▶ _Task_:
Arrange the material below, from its first line through the line containing "(1265, 394)", as a Markdown table with the columns Number and Line, numbering each row and omitting blank lines.
------------------------------------------------
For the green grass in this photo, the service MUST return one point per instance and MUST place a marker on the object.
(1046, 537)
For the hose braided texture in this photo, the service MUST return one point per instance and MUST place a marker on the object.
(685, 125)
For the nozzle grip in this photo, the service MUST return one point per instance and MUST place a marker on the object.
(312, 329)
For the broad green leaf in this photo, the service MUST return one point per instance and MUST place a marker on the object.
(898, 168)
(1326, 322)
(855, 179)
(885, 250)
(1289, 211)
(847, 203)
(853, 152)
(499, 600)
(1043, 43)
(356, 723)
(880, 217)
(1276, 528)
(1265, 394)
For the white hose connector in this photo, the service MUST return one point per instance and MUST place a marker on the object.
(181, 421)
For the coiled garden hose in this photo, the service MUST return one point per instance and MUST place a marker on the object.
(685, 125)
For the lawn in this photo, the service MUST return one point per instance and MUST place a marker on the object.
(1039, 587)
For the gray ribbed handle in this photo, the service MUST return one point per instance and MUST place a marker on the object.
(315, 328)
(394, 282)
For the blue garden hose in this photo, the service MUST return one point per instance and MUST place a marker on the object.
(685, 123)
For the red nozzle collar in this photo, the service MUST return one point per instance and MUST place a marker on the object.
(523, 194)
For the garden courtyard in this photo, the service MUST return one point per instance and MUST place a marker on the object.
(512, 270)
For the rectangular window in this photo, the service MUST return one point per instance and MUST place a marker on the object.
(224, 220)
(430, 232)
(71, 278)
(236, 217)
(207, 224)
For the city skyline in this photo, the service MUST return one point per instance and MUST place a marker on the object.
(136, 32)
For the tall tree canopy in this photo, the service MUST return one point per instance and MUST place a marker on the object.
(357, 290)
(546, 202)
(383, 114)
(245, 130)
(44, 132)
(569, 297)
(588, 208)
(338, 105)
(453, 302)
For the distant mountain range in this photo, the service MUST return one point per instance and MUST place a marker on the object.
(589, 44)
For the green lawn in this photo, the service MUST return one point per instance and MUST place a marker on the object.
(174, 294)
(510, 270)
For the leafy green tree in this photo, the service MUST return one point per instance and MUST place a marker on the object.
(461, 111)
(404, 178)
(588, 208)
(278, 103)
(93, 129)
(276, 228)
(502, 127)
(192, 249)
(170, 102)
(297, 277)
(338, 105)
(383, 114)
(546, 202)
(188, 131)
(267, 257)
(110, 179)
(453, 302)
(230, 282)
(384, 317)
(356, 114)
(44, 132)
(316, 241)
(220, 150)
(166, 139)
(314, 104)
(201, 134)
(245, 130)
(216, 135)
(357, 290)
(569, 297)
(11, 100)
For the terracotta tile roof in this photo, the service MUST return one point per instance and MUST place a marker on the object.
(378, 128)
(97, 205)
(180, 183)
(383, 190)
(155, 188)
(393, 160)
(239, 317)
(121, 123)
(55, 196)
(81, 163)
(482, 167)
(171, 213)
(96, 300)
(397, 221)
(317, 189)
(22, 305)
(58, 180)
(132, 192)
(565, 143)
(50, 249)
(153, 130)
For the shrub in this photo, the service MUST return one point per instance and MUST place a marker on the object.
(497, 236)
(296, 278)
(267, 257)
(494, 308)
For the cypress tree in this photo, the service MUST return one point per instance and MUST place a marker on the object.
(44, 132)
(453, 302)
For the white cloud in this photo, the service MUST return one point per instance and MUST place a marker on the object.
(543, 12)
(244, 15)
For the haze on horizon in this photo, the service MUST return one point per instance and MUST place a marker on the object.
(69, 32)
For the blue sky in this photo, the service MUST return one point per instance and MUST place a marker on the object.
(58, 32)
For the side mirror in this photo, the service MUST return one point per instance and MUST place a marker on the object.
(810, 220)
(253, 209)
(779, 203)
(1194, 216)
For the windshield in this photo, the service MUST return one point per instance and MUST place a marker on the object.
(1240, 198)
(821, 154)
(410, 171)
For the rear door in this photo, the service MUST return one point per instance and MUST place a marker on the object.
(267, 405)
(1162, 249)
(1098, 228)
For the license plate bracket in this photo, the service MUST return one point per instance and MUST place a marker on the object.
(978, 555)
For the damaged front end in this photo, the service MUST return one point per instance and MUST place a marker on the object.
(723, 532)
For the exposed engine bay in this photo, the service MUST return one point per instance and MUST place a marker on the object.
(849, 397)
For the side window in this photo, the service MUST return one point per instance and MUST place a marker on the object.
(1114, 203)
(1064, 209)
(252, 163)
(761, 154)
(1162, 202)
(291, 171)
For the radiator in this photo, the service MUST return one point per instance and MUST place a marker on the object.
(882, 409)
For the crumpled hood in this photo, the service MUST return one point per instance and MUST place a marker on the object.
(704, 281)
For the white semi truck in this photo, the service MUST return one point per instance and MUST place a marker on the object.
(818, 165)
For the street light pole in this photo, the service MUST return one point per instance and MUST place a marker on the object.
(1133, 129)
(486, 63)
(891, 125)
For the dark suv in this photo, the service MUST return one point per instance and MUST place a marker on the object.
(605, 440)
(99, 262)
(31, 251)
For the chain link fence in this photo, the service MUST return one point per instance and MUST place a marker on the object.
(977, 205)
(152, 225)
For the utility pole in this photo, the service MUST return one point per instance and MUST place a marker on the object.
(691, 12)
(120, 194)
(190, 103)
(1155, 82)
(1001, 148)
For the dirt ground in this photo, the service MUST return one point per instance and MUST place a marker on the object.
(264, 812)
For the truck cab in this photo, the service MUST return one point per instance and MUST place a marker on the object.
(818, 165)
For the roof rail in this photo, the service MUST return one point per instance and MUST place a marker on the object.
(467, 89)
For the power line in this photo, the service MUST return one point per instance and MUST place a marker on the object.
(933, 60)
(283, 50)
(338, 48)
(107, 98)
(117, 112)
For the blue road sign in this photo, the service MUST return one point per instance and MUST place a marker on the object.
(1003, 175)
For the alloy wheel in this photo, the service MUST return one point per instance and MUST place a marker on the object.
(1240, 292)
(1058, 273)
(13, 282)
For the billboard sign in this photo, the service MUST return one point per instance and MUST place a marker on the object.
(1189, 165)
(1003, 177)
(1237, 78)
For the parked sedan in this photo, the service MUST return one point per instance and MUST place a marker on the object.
------------------------------------------------
▶ _The solution_:
| Number | Line |
|---|---|
| 1 | For the green grass in this photo, the service MUST return one point per instance and MUST place a marker on the object. |
| 2 | (1046, 537) |
| 3 | For the hose braided texture in this photo, the service MUST return one point per instance and MUST place a marker on the object. |
| 4 | (685, 125) |
| 5 | For the nozzle grip in this photo, the service MUST return one point per instance and MUST place a marker on the object. |
| 6 | (312, 329) |
| 7 | For the broad green leaf in this photo, the service MUST return one point per instance and MUST place a marker on the object. |
| 8 | (898, 168) |
| 9 | (1326, 322) |
| 10 | (855, 179) |
| 11 | (885, 250) |
| 12 | (1289, 211) |
| 13 | (847, 203) |
| 14 | (853, 152) |
| 15 | (499, 600) |
| 16 | (1043, 43) |
| 17 | (356, 723) |
| 18 | (880, 217) |
| 19 | (1276, 528) |
| 20 | (1265, 394) |